Brief 1:
Answer these questions from the STAR coding standards page:
(a) What does the page call a valid solution in place of hard-coded numbers?
(b) Which message manager package is named for printing messages in the STAR framework?
(c) What is the fourth item in the list under the first "STAR coding standards" heading?

··· Source passage

STAR coding and naming standards

STAR coding standards

  1. C++ programming Guidelines
  2. C++ coding style guidelines
  3. General STAR rules (FORtran and C coding style, STAR specific requirements)
  4. File extensions

STAR StRoot/ makers naming standards

  1. The directory structure under StRoot tree
  2. Trees and implicit/hidden rules
  3. Current patterned exceptions

STAR coding standards

Fortran and C coding style manual

postscript

STAR Specific requirements

The C++ coding guide should be consulted for the general standards and allowed/discouraged features in the SRA environment. In addition, the following information are provided
  • Hard-coded numbers within the code must be avoided for portability and maintainability reasons. The use of constants (const) is a valid solution. For values which are likely to change with time, a database approach should be considered. Refer to the database Web page area for more information.
  • For printing messages in the STAR framework use the StMessage message manager package documented here. For all messages from a given portion of code, use a unique string, like:
    { LOG_XXX << &quotStZdcVertexMaker::Init(): in ZdcVertexMaker did not find ZdcCalPars." << endm; }

    where XXX is either

    • DEBUG
    • INFO
    • WARN
    • ERROR
    • FATAL
    • QA

    Then, you can filter in/out the wanted / unwanted messages using the logger filter mechanism. The Logger documentation is available here and its use is encouraged.

······
··· Listing

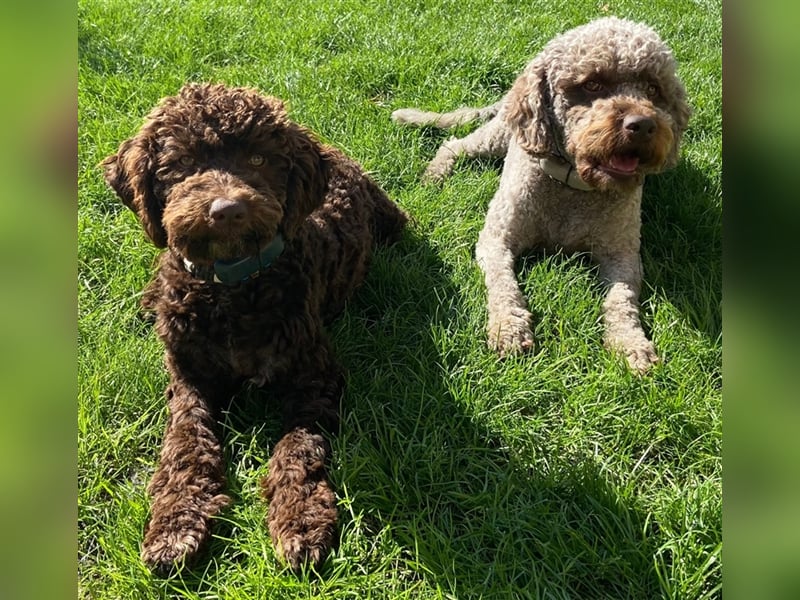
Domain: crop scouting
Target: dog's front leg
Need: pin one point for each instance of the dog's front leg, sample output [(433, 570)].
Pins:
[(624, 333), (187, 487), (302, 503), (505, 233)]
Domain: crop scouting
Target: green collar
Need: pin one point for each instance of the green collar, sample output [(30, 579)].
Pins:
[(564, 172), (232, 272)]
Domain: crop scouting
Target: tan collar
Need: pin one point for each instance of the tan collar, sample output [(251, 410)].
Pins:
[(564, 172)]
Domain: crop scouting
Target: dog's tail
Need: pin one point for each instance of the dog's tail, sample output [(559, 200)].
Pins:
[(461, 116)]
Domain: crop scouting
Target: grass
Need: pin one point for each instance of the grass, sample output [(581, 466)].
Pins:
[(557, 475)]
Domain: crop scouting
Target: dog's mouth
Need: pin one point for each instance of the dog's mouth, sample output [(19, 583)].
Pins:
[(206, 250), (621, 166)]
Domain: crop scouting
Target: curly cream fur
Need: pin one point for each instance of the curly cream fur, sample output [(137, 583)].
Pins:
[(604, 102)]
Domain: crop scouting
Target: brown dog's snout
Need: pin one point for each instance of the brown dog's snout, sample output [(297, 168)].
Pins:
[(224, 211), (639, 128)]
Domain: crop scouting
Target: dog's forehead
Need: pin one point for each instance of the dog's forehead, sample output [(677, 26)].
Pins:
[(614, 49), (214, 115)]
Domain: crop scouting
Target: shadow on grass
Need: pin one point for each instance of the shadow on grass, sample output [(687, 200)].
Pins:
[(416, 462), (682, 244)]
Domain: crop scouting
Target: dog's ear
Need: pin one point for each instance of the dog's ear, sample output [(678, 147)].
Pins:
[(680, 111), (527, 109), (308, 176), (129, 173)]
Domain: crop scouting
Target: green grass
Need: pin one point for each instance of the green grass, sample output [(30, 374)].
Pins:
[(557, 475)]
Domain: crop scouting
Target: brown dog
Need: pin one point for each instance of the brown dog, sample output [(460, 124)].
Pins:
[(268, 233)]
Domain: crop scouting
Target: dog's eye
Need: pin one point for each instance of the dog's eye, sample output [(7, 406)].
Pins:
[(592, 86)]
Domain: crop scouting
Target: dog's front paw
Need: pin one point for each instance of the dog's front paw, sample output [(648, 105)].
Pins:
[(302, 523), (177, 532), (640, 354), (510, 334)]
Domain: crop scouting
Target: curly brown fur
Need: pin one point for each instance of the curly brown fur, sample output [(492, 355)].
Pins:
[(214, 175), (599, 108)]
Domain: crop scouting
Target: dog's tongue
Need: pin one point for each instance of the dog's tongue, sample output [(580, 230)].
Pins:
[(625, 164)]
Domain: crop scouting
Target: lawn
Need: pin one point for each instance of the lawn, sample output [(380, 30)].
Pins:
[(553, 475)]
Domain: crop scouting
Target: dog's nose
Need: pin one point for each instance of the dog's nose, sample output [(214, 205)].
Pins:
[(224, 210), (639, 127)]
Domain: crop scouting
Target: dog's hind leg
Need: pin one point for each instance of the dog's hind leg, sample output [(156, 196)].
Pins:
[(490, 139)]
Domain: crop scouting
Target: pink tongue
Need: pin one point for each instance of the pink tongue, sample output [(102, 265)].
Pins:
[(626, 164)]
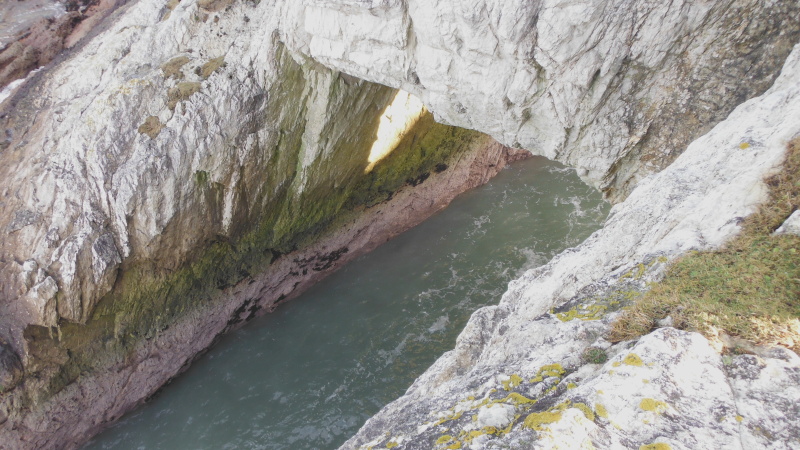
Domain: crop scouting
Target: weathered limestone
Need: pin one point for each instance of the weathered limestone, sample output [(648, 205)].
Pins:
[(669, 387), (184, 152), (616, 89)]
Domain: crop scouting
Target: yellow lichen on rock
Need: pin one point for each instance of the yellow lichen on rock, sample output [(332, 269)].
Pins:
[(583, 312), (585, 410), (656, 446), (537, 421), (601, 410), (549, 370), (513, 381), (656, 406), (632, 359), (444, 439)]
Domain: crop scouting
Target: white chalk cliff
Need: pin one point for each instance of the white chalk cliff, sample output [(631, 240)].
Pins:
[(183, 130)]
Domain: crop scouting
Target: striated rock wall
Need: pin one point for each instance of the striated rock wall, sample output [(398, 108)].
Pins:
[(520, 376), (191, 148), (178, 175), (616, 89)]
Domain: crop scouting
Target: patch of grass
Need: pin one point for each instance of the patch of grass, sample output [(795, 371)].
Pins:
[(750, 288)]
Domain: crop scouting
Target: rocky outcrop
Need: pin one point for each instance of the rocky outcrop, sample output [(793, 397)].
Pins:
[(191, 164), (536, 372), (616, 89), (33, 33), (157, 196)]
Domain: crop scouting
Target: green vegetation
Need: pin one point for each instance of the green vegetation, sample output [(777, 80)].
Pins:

······

Brief 2: Please pull out every line of the entries above that contains the string "white", matching case exactly.

Correct response 1:
(a) The use of constants (const).
(b) The StMessage message manager package.
(c) File extensions.

Correct response 2:
Target: white chalk cliff
Need: pin one point for each instance of the white chalk cliff, sample output [(631, 240)].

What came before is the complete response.